• [Requirements]:
**A)** Print the passage of the post on in-camera JPEGs starting with "One thing some" and going on through "2013 with Lightroom.".
**B)** Write what follows the last sentence of the post on in-camera JPEGs.

• [Text]:
^^^^^^^^^^^^^^^^

Scarmack brings up a good point...RAW + JPG Basic (in Nikon-speak) is handy, especially for the archiving use I mentioned. On some cameras, RAW+ JPEG allows you to set several paramenters....High, Medium, or Low levels of compression, and three different sizes, as well as a color filter effect, like yellow filter efect, and a toning, like cold-tone, warm tone, or netral.
I like the Basic JPEGs for their creation dates.
On "some cameras", the Medium-sized or even Small-size in-cam created JPEG look great if the Tone Curve and Sharpening are set appropriately. In-camera JPEG has come a hell of a long ways, but taking 36 million or 24 million or even 12 million pixels, and then down-sizing that data can allow for a good noise reduction by way of down-rezzing, with in-camera noise reduction that the engineers have tuned for the specific camera.
One thing some people miss: not everybody is a raw-file-conversion savant like Ysarex is...a LOT of people have shall we say, poor to middlin' image processing skills. My D3x in RAW + JPEG Medium, level 7 sharpening, and Auto TOne curve in Matrix metering can create SOOC JPEG images that look as good...or better than, what I could create in 2013 with Lightroom.
I tried it at some parties and reunions I shot all-ambient light, and two weddings in craptastic light, all-ambient much of the evening...wow! The SOOC images looked...almost exactly like MY Lightroom exports did...
If you are not a particularly software-adept Noise Reduction specialist, your camera might actually be better than you are. ***Modern*** d-slr cameras make far, far different SOOC JPEGS than the older ones do--especially on the newer, vastly better, Sony Exmor-generation 24 and 36 MP sensors. For many people of only modest skill, the Nikon Active Dynamic Lighting on HIGH will create a lower-contrast JPEG that will hold tremendous detail over a wide dynamic range, and then can be adjusted somewhat.

^^^^^^^^^^^^^^^^

• [Data excerpt]:
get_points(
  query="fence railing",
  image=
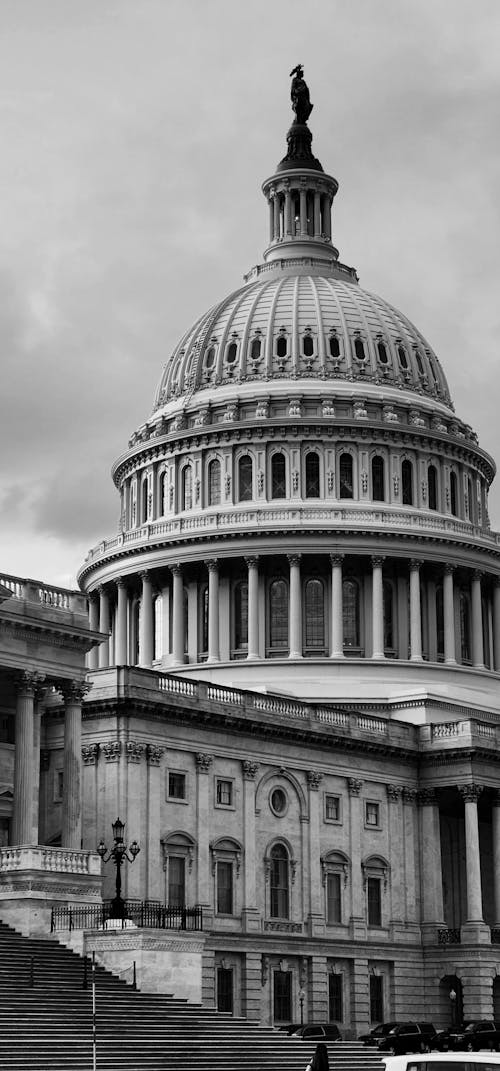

^^^^^^^^^^^^^^^^

• [The responses]:
**A)**
One thing some people miss: not everybody is a raw-file-conversion savant like Ysarex is...a LOT of people have shall we say, poor to middlin' image processing skills. My D3x in RAW + JPEG Medium, level 7 sharpening, and Auto TOne curve in Matrix metering can create SOOC JPEG images that look as good...or better than, what I could create in 2013 with Lightroom.

**B)**
Also...the Picture Control options..those really DO have an impact on the SOOC JPEGs that the camera creates, and there are MASSIVE variations possible. Nikon's Vivid for example...oh The Ghost of Velvia 50... Direct Print...pretty good!
Bottom line: many 'experts' say that the SOOC jpeg files are not good, and they trot out a few example to prove their point..but I would wager the majority of them have never spent more than a little bit of time actually TRYING to understand how the cameras can work. These are the same "experts" that use center-point-only AF on a 51-point AF system and wonder why they cannot get a focus lock in sh**** light, or why their sequences drift in focus point so often. The idea that we will hand-convert every image and spend 3 to 6 minutes per frame...with years' worth of experience...just NOT the way many people work, and frankly, beyond the skill level of many people. On forums you'll seldom hear the other side of the coin...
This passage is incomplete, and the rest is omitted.